===== Selected extract =====
How Are Consumers Protected?
Duty of Loyalty
Data minimization is the goal of section 101 of the ADPPA. The aim is for businesses’ loyalty to first be to the individuals from whom personal information is collected. Companies would be prohibited from collecting, processing, or transferring “covered data” beyond what is “reasonably necessary, proportionate, and limited to” providing a service requested by the individual, reasonably anticipated (such as processing a credit card), or for a purpose that is explicitly permitted. There are 17 purposes listed, including user authentication, fraud prevention, responding to a data breach, and announcing product recalls. This is a sea change in relation to how personal information is currently collected—with everyone clicking “accept” and ignoring terms in privacy policies such as the ones relied on in Flo Health, which have created the current situation of rampant behavioral advertising and information sharing.
Protecting health information, particularly women’s health information, is a particular focus these days. The ADPPA considers health information to be “sensitive data” subject to increased protections. States would retain the ability to legislate regarding health information, medical records, public health information, medical information, reporting, or services. Rep. Anna Eshoo, D-CA, voted no to the ADPPA, stating that the ADPPA’s provision permitting lawful government access to sensitive information could work hand in hand with state authorities that are seeking access to information about women seeking reproductive healthcare.
Familiar Privacy Rights
Europe’s General Data Protection Regulation (GDPR) set forth a litany of privacy rights that are also contained in the ADPPA: right to access, right to correct, right to delete, right to portability, right to opt out of targeted advertising, and right to withdraw consent. An interesting addition to this common litany is the right to individual autonomy, which forbids a business from using misleading advertising, fraudulent statements, or a user interface to impair an individual’s exercise of rights under the ADPPA. A unified opt-out mechanism is also called for (which avoids the chore of opting out of each individual site).
===== Extracted entries =====
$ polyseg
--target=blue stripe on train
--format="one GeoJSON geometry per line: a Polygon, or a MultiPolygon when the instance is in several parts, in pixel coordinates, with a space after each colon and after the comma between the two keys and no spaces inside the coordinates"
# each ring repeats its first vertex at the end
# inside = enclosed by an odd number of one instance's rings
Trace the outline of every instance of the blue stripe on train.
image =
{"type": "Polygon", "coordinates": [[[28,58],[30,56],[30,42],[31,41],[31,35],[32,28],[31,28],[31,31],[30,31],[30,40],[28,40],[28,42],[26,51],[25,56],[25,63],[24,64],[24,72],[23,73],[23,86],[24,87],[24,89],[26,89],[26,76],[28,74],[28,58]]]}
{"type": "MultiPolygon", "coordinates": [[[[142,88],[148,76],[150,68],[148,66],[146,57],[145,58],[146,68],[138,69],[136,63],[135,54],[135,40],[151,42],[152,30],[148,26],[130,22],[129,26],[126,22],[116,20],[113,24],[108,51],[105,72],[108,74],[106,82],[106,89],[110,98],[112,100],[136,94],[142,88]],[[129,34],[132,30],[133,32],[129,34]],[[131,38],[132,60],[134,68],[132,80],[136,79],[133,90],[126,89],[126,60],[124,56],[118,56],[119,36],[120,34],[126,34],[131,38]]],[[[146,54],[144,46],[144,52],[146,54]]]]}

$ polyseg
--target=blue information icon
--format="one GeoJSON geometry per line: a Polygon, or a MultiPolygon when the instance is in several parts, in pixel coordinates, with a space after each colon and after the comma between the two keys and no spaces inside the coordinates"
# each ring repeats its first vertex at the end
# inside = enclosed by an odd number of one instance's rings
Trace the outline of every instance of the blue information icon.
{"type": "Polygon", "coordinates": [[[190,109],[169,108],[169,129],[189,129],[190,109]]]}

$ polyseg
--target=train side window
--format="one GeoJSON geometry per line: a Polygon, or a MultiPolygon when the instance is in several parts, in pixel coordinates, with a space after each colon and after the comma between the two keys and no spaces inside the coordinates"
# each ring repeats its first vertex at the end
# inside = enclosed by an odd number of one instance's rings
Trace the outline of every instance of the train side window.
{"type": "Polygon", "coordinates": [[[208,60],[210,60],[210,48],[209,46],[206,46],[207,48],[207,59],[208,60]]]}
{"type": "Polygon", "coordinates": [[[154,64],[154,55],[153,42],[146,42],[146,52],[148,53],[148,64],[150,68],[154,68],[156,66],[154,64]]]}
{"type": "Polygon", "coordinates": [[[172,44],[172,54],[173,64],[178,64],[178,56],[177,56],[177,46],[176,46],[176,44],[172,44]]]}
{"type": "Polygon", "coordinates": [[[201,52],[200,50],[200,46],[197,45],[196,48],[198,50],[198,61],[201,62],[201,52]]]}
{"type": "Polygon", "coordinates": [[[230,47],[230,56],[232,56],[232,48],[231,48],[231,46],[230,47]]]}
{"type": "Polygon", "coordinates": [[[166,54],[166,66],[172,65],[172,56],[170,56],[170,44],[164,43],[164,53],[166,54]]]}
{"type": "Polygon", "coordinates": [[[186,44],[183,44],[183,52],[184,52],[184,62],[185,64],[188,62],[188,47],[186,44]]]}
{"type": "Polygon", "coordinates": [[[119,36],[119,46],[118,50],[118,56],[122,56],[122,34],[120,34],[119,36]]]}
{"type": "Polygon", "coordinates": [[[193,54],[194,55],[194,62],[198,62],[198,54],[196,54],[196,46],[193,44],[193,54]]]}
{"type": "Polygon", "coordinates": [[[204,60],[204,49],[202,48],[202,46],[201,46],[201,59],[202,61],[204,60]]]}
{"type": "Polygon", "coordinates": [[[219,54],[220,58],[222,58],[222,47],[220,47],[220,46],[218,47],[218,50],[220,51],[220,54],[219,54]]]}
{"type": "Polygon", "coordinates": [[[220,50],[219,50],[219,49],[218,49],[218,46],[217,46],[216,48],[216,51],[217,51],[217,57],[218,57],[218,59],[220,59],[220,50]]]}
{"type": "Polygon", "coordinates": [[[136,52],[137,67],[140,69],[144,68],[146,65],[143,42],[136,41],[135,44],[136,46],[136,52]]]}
=====
* **What to work on**
• 1. Name every privacy right that the ADPPA consumer-protection text says the ADPPA shares with Europe's General Data Protection Regulation.
• 2. Write the next part of the ADPPA consumer-protection text, picking up after its final sentence about the unified opt-out mechanism.

* **Responses per task**
• 1.
- Right to access
- Right to correct
- Right to delete
- Right to portability
- Right to opt out of targeted advertising
- Right to withdraw consent

• 2.
Cybersecurity
Large data holders or businesses that meet revenue or data-processing thresholds would be subject to data protection impact assessments and cybersecurity audits. But for the first time, most U.S. businesses would be required to implement reasonable administrative, technical, and physical security measures and data security practices (section 208 of the ADPPA). Mandated are vulnerability assessments, preventive and corrective action and evaluation thereof, information retention and disposal, formal employee training, designation of an information security officer, and incident response procedures.
What’s Next?
The 117th Congress has a few more months to consider the ADPPA. The next step is either a pre-conference between the House sponsors and certain senators before the full vote by the House or sending the bill to the Senate. Will they succeed? Only time will tell.
There once was a Congress, number one seventeen.
About data and personal rights did the House convene.
Both sides of the aisle, they did agree
To protect individuals’ personal data and privacy.
But will Congress enact
The American Data Privacy and Protection Act?